====== TESTO DA ANALIZZARE
La vita di chi deve convivere con l'epilessia non è sempre evidente. «Spesso si tiene nascosto il proprio disturbo», spiegano due "esperte".
BELLINZONA - Ne soffre circa l’1% della popolazione. Ma in tanti, troppi la tengono nascosta. L’epilessia equivale a un corto circuito del cervello e si declina in 200 forme diverse. «È un tema ancora tabù – evidenzia Elena Valchera, consulente della Società epilettici della Svizzera italiana (SeSi) –. Ci si vergogna, si teme il giudizio altrui. Il nostro scopo è quello di abbattere queste barriere».
La priorità – Anche in quest’ottica per il weekend del 7 e dell’8 settembre la SeSi organizza un evento a Olivone dal titolo “Vivere con l’epilessia, cani e natura vengono in aiuto”. Claudia Genetelli Erba, segretaria dell’associazione ammette: «Sensibilizzare l’opinione pubblica su cosa è l’epilessia è una nostra priorità. E anche fare capire che in molti casi ci si può convivere senza problemi. A volte anche solo con l’aiuto di farmaci adatti alla persona».
L'immagine "comune" – Nell’immaginario collettivo l’epilessia rimanda a crisi repentine in cui la persona cade a terra, ha spasmi e ha bava alla bocca. Genetelli Erba spiega: «Ci sono sfumature dell’epilessia che effettivamente possono causare questa reazione. È anche importante per i famigliari e per gli amici della persona epilettica sapere come comportarsi. Alcuni pensano ancora che bisogna mettere qualcosa nella bocca della persona affinché non si morda la lingua o non soffochi. In realtà occorre solo attendere che la crisi si calmi».
Via la corrente – In altre circostanze l’epilessia si manifesta sotto forma di mancamenti, di assenze, di sguardi che si perdono nel vuoto. Proprio come se il cervello si spegnesse. Come se improvvisamente si interrompesse la corrente.
============
● **ESPLORARE IL MATERIALE**:
1/ Secondo l'articolo sull'epilessia, in quante forme diverse si declina la malattia?
2/ Prosegua l'articolo sull'epilessia partendo dalla sua ultima frase.
I record non hanno alcun ruolo in questo esercizio.
====== RECORD FORNITI
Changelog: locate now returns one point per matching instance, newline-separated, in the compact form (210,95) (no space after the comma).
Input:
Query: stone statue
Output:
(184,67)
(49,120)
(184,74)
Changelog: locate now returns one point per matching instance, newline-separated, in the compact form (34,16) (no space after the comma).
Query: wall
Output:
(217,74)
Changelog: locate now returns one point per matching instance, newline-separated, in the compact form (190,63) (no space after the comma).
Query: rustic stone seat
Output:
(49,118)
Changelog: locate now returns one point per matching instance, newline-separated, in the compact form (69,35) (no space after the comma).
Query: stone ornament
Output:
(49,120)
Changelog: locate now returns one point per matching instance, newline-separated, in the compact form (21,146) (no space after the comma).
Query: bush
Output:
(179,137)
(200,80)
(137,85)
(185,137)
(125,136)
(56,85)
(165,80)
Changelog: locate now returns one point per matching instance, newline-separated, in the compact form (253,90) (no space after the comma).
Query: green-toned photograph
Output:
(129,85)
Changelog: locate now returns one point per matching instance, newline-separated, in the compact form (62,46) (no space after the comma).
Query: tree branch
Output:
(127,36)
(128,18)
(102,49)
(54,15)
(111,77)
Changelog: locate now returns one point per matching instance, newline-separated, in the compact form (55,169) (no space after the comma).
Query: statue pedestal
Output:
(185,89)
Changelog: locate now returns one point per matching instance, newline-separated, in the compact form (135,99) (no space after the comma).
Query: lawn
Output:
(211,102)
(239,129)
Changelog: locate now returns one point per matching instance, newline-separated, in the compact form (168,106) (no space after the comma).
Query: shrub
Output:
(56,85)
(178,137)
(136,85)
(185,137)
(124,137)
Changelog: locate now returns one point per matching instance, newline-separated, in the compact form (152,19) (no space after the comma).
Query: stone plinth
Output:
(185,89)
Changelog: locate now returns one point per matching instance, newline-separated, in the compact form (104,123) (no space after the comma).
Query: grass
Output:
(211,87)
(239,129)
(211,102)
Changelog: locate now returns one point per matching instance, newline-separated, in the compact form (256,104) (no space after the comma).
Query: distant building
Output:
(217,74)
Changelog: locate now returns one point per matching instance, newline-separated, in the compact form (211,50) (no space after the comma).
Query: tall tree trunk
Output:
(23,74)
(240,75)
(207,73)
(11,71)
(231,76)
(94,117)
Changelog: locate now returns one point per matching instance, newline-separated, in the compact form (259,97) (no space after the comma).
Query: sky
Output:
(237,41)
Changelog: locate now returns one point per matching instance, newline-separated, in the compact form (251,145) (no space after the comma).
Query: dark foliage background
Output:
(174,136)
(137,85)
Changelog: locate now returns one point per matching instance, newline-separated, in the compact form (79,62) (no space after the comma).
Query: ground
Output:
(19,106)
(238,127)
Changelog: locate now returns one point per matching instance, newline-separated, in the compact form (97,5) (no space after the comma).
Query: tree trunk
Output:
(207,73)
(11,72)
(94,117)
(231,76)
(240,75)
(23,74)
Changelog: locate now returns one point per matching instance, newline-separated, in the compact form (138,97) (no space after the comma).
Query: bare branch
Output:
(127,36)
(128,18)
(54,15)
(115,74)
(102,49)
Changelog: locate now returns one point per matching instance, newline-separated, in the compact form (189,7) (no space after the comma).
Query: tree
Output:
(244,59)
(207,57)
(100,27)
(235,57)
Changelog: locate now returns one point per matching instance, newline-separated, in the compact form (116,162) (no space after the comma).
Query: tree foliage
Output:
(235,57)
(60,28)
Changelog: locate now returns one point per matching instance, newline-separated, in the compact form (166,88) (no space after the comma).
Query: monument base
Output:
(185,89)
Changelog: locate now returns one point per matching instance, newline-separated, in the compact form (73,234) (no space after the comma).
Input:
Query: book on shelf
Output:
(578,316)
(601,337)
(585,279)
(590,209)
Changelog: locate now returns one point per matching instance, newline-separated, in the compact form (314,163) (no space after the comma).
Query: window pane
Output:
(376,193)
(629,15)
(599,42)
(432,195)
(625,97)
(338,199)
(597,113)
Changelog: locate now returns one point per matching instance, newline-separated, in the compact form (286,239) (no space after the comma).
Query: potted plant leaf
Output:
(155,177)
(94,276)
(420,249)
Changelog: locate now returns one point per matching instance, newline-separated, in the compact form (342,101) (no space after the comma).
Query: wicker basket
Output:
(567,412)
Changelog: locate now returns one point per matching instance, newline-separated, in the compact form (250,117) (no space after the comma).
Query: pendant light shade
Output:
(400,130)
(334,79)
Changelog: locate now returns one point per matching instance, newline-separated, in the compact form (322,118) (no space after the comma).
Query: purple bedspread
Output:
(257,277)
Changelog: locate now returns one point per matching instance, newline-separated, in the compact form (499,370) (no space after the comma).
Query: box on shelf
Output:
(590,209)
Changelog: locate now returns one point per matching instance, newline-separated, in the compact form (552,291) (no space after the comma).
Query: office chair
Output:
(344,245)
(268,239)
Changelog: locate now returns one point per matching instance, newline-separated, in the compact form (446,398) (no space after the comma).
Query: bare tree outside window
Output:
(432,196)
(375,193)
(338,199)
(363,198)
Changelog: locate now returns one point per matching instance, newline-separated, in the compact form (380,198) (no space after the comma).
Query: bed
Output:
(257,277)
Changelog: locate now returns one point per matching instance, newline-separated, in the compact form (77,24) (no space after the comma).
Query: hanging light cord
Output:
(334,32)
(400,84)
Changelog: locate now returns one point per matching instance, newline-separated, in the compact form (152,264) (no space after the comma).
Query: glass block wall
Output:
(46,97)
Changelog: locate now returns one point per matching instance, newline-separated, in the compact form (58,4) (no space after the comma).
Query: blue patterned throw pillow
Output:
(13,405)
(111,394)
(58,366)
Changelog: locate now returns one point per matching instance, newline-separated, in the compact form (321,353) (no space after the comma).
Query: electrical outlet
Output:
============
● **RISPOSTE PER COMPITO**:
1/ In 200 forme diverse.

2/
«Ci si chiede come il contesto attorno reagirà» – Valchera ha a che fare quotidianamente con persone confrontate con queste condizioni. «Cercano soprattutto rassicurazione. Una volta che si ha una diagnosi subentra una certa incertezza. Ci si chiede come il contesto attorno reagirà. Capita che non si riesca a individuare la reale origine dell’epilessia. Può esserci dalla nascita, può derivare da un trauma, da un intervento cerebrale. In alcuni casi però non ci sono spiegazioni. Gli stimoli? Le crisi possono arrivare per mancanza di sonno, dopo momenti stressanti, stimolazione visiva o quando si provano emozioni forti. Ma ci sono casi che si presentano ciclicamente, senza spiegazioni».
Incertezza – E allora ecco che ci si trova a convivere con l’ignoto. Con un’incertezza mai provata prima. «Basti pensare che per trovare il medicinale giusto per la specifica persona possono passare anni – puntualizza Genetelli Erba –. Nel frattempo il timore di essere etichettati è grande. Si teme di essere visti come inefficienti ad esempio sul posto di lavoro. Noi cerchiamo di fare in modo che la persona con epilessia non si senta esclusa dalla società. Parlarne è importantissimo. Non bisogna avere paura di dire che si ha l’epilessia».
Prendere consapevolezza – «Anche perché – aggiunge Valchera – se poi subentra una crisi è fondamentale che le persone attorno sappiano cosa sta accadendo. Aprirsi raccontandosi è un modo per proteggersi e prendere consapevolezza dei propri valori. La nostra associazione organizza puntualmente uscite inclusive. In modo che chi ha l’epilessia possa vivere serenamente».
La favola – Claudia chiude con una storia commovente: «Di recente abbiamo ottenuto una grande soddisfazione. Una nostra associata, di 18 anni, è riuscita finalmente a ottenere la licenza di scuola media grazie ai corsi di recupero di Pro Juventute. Nel suo caso l’epilessia le impediva di seguire le lezioni puntualmente. Adesso ha grandi sogni. E noi la invitiamo a coronarli».